__Excerpt to read__
..............................
Sustainability is a hot topic for packaging manufacturers and their customers, but other characteristics of packaging, like its protective and marketing qualities, take an equal or greater packaging design priority for many retailers and CPGs, according to speakers at last week’s E-PACK conference in Chicago.
When detailing a list of top 10 packaging design priorities for food and drink retailers, Lael Hamilton, packaging engineering manager at Kroger, said that e-commerce takes a lower priority — probably the seventh or eighth spot — while that ranking is slightly higher — around the fifth or sixth spot — for packaging engineers at CPGs.
For food retailers, marketing and consumer focus flip back and forth as the top two priorities, he said, and sustainability ranks sixth. He noted that sustainability hadn’t really registered prior to the pandemic, but emerging state regulations have prompted more of a sustainability focus. Cost also is a top concern: If that “e-commerce container costs more than what’s inside, then we’re missing something,” Hamilton said.
The pandemic pushed consumers away from brick-and-mortar retail and toward e-commerce and direct-to-consumer sellers, said Liza Antolick, account manager at CMC Packaging Automation. She and other speakers emphasized the importance of customer experience with e-commerce that can be lost when consumers don’t enter a retail store.
..............................
Stored entries
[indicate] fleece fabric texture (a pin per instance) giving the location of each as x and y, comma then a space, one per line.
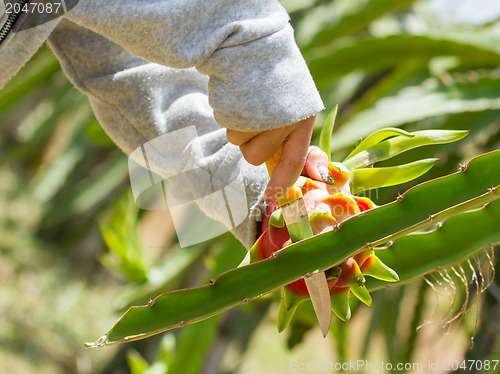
155, 71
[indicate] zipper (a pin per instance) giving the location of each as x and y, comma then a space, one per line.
11, 20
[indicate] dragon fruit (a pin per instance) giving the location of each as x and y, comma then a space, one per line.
328, 205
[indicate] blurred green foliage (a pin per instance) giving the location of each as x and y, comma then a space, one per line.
75, 251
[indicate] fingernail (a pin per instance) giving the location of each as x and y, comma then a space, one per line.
325, 175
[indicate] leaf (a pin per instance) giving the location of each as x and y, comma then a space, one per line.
355, 21
376, 138
394, 146
440, 198
373, 54
326, 132
369, 178
431, 98
459, 237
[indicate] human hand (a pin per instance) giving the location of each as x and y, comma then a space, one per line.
257, 147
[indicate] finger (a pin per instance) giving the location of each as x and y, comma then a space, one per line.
261, 147
240, 137
316, 166
292, 161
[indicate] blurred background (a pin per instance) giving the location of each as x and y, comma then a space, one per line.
75, 251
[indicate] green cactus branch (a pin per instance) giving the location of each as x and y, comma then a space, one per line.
399, 144
474, 185
447, 245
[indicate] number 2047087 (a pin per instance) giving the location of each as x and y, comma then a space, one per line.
33, 7
471, 365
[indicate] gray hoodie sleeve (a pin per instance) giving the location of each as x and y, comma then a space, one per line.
160, 116
258, 79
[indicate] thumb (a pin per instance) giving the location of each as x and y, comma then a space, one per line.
316, 166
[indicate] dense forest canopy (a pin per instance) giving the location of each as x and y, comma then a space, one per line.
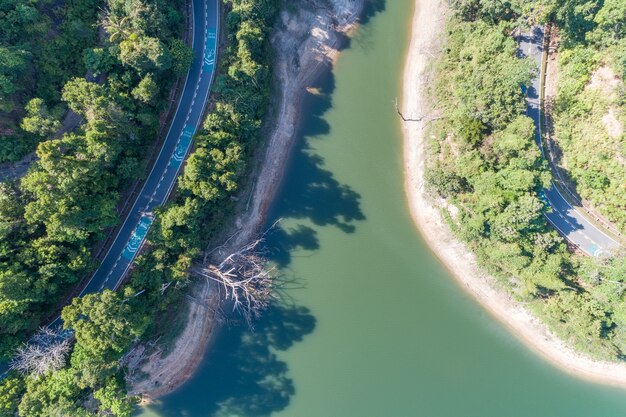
53, 216
489, 174
60, 209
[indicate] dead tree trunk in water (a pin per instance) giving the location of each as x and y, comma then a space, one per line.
46, 351
246, 280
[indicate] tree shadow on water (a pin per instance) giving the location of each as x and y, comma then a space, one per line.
310, 192
243, 375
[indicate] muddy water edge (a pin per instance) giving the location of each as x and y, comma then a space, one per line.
371, 325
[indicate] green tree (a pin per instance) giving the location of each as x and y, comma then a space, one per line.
103, 323
145, 54
12, 64
38, 119
147, 90
11, 390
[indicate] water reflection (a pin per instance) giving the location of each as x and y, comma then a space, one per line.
243, 375
311, 192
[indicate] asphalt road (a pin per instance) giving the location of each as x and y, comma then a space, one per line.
177, 144
565, 218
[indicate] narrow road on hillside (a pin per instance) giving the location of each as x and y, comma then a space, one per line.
565, 218
162, 177
177, 143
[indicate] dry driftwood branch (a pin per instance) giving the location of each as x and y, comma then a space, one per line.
246, 280
47, 351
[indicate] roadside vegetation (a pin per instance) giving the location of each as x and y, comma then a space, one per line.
41, 48
90, 168
487, 173
50, 220
589, 111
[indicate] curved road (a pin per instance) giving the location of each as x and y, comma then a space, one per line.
177, 143
565, 218
162, 177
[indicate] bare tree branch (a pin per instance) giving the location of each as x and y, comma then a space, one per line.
246, 280
47, 351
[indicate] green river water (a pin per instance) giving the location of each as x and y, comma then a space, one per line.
373, 326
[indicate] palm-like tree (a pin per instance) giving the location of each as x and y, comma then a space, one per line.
117, 27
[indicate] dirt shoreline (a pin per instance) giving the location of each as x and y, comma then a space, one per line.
306, 42
426, 36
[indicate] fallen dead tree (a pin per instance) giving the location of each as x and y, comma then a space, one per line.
47, 351
245, 279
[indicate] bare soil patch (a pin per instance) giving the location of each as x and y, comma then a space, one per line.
307, 40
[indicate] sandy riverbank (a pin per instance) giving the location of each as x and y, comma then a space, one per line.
426, 37
306, 42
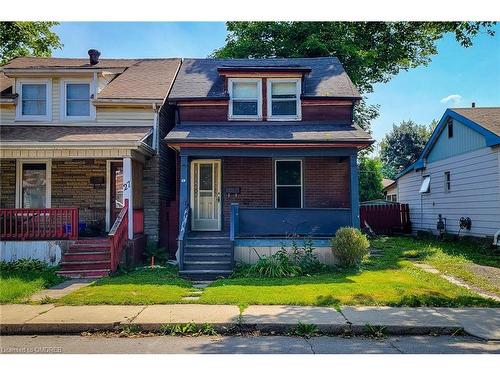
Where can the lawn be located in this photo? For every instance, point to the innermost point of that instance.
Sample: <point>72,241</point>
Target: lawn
<point>18,284</point>
<point>456,258</point>
<point>140,287</point>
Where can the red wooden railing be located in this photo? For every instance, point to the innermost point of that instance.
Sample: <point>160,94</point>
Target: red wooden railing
<point>386,218</point>
<point>38,223</point>
<point>118,236</point>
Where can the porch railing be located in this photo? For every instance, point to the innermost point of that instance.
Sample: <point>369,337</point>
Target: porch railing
<point>118,237</point>
<point>182,235</point>
<point>38,223</point>
<point>255,222</point>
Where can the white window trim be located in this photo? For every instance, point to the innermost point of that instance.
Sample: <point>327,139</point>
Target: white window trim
<point>48,103</point>
<point>276,182</point>
<point>92,113</point>
<point>19,180</point>
<point>259,99</point>
<point>270,115</point>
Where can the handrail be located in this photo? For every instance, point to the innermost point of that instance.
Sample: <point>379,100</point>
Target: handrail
<point>118,236</point>
<point>38,223</point>
<point>182,235</point>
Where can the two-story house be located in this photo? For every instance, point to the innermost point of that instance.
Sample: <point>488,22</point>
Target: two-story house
<point>82,173</point>
<point>267,150</point>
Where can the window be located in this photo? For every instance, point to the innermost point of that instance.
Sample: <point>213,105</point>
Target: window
<point>284,99</point>
<point>426,185</point>
<point>245,99</point>
<point>33,187</point>
<point>450,127</point>
<point>447,182</point>
<point>288,183</point>
<point>76,100</point>
<point>34,100</point>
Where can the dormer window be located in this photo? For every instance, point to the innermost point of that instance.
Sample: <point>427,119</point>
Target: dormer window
<point>76,97</point>
<point>245,98</point>
<point>34,100</point>
<point>284,99</point>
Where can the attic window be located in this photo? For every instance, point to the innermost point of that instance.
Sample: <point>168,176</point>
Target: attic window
<point>426,185</point>
<point>449,123</point>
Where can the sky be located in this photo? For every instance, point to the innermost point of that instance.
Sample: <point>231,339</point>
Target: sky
<point>456,77</point>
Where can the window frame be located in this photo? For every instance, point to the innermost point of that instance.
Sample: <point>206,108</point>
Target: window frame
<point>275,167</point>
<point>63,89</point>
<point>230,83</point>
<point>19,180</point>
<point>298,88</point>
<point>48,101</point>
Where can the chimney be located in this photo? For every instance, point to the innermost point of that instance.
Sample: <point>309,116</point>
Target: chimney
<point>94,56</point>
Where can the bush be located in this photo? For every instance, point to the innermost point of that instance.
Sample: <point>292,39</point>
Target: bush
<point>349,246</point>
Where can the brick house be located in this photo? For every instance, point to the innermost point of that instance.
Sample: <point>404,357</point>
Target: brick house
<point>82,173</point>
<point>267,149</point>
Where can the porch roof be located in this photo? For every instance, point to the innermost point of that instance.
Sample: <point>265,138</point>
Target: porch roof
<point>267,132</point>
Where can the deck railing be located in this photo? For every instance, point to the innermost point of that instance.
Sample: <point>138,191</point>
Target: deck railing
<point>38,223</point>
<point>118,236</point>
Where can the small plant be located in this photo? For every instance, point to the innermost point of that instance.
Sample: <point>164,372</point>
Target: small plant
<point>305,330</point>
<point>349,246</point>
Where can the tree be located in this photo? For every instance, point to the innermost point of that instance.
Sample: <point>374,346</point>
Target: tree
<point>370,179</point>
<point>27,39</point>
<point>403,145</point>
<point>371,52</point>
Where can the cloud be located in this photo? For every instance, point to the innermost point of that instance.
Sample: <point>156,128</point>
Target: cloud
<point>454,98</point>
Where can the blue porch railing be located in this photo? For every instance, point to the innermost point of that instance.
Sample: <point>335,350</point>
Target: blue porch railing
<point>317,222</point>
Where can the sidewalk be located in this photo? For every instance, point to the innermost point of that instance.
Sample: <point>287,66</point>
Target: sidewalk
<point>49,319</point>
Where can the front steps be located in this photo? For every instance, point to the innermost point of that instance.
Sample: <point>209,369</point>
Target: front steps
<point>207,256</point>
<point>87,259</point>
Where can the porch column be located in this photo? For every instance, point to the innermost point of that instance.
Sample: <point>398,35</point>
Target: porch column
<point>354,190</point>
<point>184,187</point>
<point>128,194</point>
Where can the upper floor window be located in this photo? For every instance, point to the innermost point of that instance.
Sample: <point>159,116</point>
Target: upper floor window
<point>76,97</point>
<point>284,99</point>
<point>34,100</point>
<point>245,98</point>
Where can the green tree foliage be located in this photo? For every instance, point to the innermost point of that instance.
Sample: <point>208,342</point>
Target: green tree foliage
<point>402,146</point>
<point>370,178</point>
<point>371,52</point>
<point>27,39</point>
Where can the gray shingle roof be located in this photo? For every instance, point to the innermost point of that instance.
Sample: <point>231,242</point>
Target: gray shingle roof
<point>199,78</point>
<point>257,132</point>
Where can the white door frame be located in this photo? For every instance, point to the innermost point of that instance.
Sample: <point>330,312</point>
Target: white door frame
<point>217,194</point>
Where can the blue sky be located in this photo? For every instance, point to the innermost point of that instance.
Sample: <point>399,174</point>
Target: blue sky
<point>462,75</point>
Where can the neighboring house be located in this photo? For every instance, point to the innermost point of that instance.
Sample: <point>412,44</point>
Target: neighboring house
<point>390,189</point>
<point>457,175</point>
<point>80,158</point>
<point>267,150</point>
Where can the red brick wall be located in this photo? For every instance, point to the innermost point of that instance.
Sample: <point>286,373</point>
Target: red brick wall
<point>326,182</point>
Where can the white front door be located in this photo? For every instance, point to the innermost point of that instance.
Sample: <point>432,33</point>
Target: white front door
<point>205,195</point>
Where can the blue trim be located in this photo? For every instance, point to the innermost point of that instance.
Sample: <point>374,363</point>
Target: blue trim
<point>256,242</point>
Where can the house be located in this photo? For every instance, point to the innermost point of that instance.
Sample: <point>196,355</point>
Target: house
<point>267,150</point>
<point>390,189</point>
<point>82,173</point>
<point>457,176</point>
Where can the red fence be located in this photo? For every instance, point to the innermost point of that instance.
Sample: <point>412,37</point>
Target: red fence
<point>38,223</point>
<point>386,218</point>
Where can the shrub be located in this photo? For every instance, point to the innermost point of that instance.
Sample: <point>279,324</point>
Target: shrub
<point>349,246</point>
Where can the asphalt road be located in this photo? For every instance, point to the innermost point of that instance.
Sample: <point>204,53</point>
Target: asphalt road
<point>246,345</point>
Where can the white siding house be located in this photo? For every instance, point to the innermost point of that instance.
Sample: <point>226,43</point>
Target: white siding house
<point>462,161</point>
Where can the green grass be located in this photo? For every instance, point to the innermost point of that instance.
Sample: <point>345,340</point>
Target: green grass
<point>449,257</point>
<point>391,280</point>
<point>145,286</point>
<point>17,286</point>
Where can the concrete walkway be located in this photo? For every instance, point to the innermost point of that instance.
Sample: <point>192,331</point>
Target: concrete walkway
<point>49,319</point>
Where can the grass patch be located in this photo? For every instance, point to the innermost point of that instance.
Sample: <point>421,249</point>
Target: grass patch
<point>144,286</point>
<point>18,285</point>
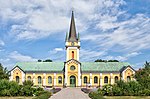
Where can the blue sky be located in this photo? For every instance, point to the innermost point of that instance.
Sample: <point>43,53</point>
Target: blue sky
<point>109,29</point>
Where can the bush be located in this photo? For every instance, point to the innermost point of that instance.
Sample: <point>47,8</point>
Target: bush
<point>44,95</point>
<point>95,95</point>
<point>85,90</point>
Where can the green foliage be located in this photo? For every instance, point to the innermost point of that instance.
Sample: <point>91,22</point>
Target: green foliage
<point>95,95</point>
<point>9,88</point>
<point>143,76</point>
<point>39,60</point>
<point>44,95</point>
<point>100,60</point>
<point>3,72</point>
<point>28,82</point>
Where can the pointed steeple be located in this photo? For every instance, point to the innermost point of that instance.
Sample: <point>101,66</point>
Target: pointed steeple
<point>72,31</point>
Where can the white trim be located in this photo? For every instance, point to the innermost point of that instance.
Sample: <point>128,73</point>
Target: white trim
<point>101,80</point>
<point>34,80</point>
<point>77,54</point>
<point>11,76</point>
<point>123,73</point>
<point>44,80</point>
<point>79,43</point>
<point>54,79</point>
<point>79,75</point>
<point>111,78</point>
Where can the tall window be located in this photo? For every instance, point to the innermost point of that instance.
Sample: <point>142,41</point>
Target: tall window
<point>29,78</point>
<point>95,79</point>
<point>128,78</point>
<point>39,80</point>
<point>116,79</point>
<point>60,80</point>
<point>105,79</point>
<point>17,79</point>
<point>85,79</point>
<point>72,54</point>
<point>49,80</point>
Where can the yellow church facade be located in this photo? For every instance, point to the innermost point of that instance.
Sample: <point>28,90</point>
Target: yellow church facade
<point>72,72</point>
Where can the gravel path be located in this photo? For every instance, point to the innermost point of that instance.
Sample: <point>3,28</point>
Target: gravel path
<point>70,93</point>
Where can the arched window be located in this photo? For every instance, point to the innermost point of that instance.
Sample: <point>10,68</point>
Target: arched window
<point>60,80</point>
<point>29,77</point>
<point>128,78</point>
<point>72,54</point>
<point>105,79</point>
<point>17,79</point>
<point>39,80</point>
<point>116,79</point>
<point>95,79</point>
<point>85,79</point>
<point>49,80</point>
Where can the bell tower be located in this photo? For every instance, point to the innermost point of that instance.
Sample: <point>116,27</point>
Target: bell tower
<point>72,42</point>
<point>72,64</point>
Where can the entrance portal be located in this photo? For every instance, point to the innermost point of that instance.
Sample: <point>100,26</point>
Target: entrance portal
<point>72,81</point>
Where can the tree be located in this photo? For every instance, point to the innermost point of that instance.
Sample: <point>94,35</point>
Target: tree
<point>100,60</point>
<point>3,72</point>
<point>39,60</point>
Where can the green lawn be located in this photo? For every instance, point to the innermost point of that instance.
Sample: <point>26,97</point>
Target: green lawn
<point>17,97</point>
<point>127,97</point>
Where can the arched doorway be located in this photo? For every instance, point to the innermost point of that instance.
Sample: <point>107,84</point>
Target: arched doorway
<point>72,81</point>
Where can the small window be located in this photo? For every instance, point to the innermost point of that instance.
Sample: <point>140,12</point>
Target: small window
<point>116,79</point>
<point>128,78</point>
<point>85,79</point>
<point>95,79</point>
<point>105,79</point>
<point>39,80</point>
<point>60,80</point>
<point>17,79</point>
<point>49,80</point>
<point>72,54</point>
<point>29,77</point>
<point>72,67</point>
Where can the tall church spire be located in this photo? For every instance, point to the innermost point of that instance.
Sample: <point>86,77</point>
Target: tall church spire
<point>72,31</point>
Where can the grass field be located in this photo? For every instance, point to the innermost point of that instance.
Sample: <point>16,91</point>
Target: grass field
<point>106,97</point>
<point>17,97</point>
<point>127,97</point>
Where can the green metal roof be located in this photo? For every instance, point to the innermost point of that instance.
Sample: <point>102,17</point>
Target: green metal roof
<point>41,66</point>
<point>103,66</point>
<point>85,66</point>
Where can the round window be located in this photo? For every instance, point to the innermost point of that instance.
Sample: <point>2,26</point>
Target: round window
<point>72,68</point>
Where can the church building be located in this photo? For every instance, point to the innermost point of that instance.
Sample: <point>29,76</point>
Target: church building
<point>72,72</point>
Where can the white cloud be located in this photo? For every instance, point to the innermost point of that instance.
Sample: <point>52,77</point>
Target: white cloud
<point>122,58</point>
<point>19,57</point>
<point>38,19</point>
<point>57,54</point>
<point>59,49</point>
<point>2,43</point>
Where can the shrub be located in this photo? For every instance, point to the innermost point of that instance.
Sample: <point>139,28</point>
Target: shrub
<point>44,95</point>
<point>28,82</point>
<point>85,90</point>
<point>95,95</point>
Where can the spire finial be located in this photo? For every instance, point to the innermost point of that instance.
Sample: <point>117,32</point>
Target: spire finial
<point>72,32</point>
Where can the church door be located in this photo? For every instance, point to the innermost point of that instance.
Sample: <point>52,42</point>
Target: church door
<point>72,81</point>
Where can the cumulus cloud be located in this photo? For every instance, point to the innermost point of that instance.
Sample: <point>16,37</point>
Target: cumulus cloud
<point>122,58</point>
<point>16,56</point>
<point>2,43</point>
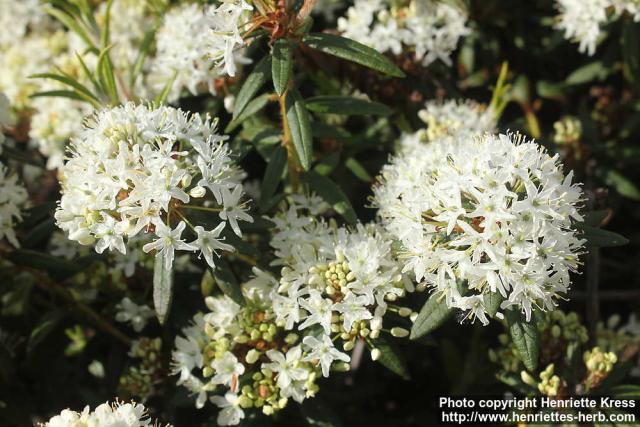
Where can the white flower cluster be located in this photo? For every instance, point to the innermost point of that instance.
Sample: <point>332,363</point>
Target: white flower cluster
<point>582,20</point>
<point>118,414</point>
<point>136,168</point>
<point>334,279</point>
<point>13,199</point>
<point>491,210</point>
<point>452,116</point>
<point>5,116</point>
<point>430,28</point>
<point>196,58</point>
<point>242,349</point>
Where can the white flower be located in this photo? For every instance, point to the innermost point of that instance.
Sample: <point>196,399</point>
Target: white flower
<point>430,28</point>
<point>286,366</point>
<point>581,21</point>
<point>118,414</point>
<point>131,165</point>
<point>234,211</point>
<point>451,116</point>
<point>319,310</point>
<point>185,54</point>
<point>168,242</point>
<point>209,241</point>
<point>13,199</point>
<point>324,351</point>
<point>227,369</point>
<point>223,36</point>
<point>231,413</point>
<point>137,315</point>
<point>494,211</point>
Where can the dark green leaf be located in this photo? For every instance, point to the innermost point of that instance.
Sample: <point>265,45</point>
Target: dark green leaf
<point>630,49</point>
<point>332,194</point>
<point>432,315</point>
<point>525,337</point>
<point>587,73</point>
<point>318,414</point>
<point>300,127</point>
<point>252,85</point>
<point>351,50</point>
<point>599,238</point>
<point>226,281</point>
<point>622,184</point>
<point>391,358</point>
<point>162,287</point>
<point>346,105</point>
<point>358,170</point>
<point>69,81</point>
<point>492,302</point>
<point>252,108</point>
<point>328,163</point>
<point>596,218</point>
<point>281,65</point>
<point>40,332</point>
<point>273,174</point>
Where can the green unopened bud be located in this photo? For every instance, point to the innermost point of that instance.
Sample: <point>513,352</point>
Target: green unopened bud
<point>404,311</point>
<point>252,356</point>
<point>245,402</point>
<point>241,339</point>
<point>528,379</point>
<point>375,354</point>
<point>399,332</point>
<point>291,338</point>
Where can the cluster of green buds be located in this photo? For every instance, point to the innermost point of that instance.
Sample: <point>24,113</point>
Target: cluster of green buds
<point>598,364</point>
<point>568,131</point>
<point>549,384</point>
<point>336,278</point>
<point>561,334</point>
<point>255,333</point>
<point>141,378</point>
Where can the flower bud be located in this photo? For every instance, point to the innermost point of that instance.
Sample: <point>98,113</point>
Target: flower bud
<point>399,332</point>
<point>197,192</point>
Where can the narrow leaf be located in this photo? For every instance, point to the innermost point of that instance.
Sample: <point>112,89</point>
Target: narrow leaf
<point>275,169</point>
<point>358,170</point>
<point>391,358</point>
<point>346,105</point>
<point>525,337</point>
<point>432,315</point>
<point>332,194</point>
<point>69,81</point>
<point>352,51</point>
<point>599,238</point>
<point>492,302</point>
<point>227,282</point>
<point>252,85</point>
<point>300,127</point>
<point>281,65</point>
<point>252,108</point>
<point>162,287</point>
<point>71,94</point>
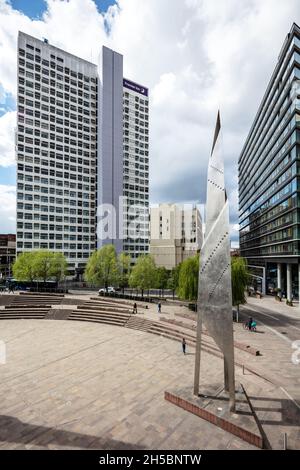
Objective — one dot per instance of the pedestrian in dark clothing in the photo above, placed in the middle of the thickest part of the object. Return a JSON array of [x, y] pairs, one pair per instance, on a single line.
[[183, 345]]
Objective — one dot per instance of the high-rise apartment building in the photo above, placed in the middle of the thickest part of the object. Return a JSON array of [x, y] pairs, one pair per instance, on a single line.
[[124, 157], [71, 154], [56, 151], [269, 179], [7, 254], [175, 234]]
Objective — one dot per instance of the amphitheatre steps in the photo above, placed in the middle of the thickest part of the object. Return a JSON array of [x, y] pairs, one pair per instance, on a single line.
[[99, 316], [106, 307], [22, 299], [118, 301], [137, 323], [26, 312]]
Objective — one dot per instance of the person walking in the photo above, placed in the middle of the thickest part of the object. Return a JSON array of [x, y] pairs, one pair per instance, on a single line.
[[183, 345]]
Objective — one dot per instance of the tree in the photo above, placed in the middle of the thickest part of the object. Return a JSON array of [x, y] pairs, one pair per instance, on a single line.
[[59, 266], [239, 281], [162, 277], [188, 279], [124, 269], [174, 279], [102, 268], [43, 264], [143, 275], [24, 268]]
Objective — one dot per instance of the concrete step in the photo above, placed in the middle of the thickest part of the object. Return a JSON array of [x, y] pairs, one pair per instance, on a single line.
[[136, 323], [172, 331], [100, 313], [118, 301], [109, 308], [27, 307], [107, 321]]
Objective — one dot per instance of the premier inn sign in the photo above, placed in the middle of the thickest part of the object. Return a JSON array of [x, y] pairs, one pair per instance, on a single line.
[[135, 87]]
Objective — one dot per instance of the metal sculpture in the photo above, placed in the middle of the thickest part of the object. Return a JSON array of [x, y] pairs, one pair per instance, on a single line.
[[214, 289]]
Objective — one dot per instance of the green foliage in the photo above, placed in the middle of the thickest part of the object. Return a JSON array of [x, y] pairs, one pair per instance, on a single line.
[[24, 266], [173, 280], [124, 269], [102, 267], [188, 279], [59, 266], [162, 277], [239, 280], [43, 263], [40, 265], [144, 273]]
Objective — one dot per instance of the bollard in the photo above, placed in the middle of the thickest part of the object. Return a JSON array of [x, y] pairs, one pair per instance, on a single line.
[[285, 441]]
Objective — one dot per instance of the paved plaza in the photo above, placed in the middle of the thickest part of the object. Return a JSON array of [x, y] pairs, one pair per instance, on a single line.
[[80, 385]]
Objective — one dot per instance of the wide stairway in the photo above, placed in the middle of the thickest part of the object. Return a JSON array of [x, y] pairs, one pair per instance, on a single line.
[[32, 312], [36, 299]]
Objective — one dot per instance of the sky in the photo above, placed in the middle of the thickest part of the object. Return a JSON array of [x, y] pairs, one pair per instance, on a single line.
[[196, 56]]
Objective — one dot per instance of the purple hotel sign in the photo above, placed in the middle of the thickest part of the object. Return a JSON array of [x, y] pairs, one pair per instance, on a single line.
[[135, 87]]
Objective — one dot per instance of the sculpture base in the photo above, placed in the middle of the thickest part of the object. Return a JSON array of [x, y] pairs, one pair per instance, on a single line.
[[213, 406]]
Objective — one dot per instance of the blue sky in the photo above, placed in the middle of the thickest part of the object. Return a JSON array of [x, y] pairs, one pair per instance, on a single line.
[[35, 8]]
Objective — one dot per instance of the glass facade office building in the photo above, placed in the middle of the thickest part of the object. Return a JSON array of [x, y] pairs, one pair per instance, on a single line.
[[269, 179]]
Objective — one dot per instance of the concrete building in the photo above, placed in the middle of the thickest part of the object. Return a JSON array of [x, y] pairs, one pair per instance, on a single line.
[[175, 234], [123, 173], [56, 151], [7, 254], [269, 179], [78, 142]]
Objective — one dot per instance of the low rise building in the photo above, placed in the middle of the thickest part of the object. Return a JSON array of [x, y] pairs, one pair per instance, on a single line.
[[175, 234]]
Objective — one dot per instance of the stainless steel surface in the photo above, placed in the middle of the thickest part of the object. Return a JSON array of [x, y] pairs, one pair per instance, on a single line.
[[214, 290]]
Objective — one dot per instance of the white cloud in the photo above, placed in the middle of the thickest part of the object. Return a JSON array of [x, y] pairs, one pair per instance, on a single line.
..............................
__Task set__
[1] In the packaging article, where does sustainability rank among food retailers' priorities, according to Hamilton?
[2] Transcribe the packaging article between "Sustainability is a" and "conference in Chicago.", inclusive.
[3] Do these statements agree with the packaging article? Answer yes or no for each and quote the words that decide it.
(a) Lael Hamilton is a packaging engineering manager at Kroger.
(b) Sustainability was already a major concern for food retailers before the pandemic.
(c) Liza Antolick works as an account manager at Kroger.

__Exercise responses__
[1] Sixth.

[2]
Sustainability is a hot topic for packaging manufacturers and their customers, but other characteristics of packaging, like its protective and marketing qualities, take an equal or greater packaging design priority for many retailers and CPGs, according to speakers at last week’s E-PACK conference in Chicago.

[3]
(a) Yes: "Lael Hamilton, packaging engineering manager at Kroger"
(b) No: "sustainability hadn’t really registered prior to the pandemic"
(c) No: "Liza Antolick, account manager at CMC Packaging Automation"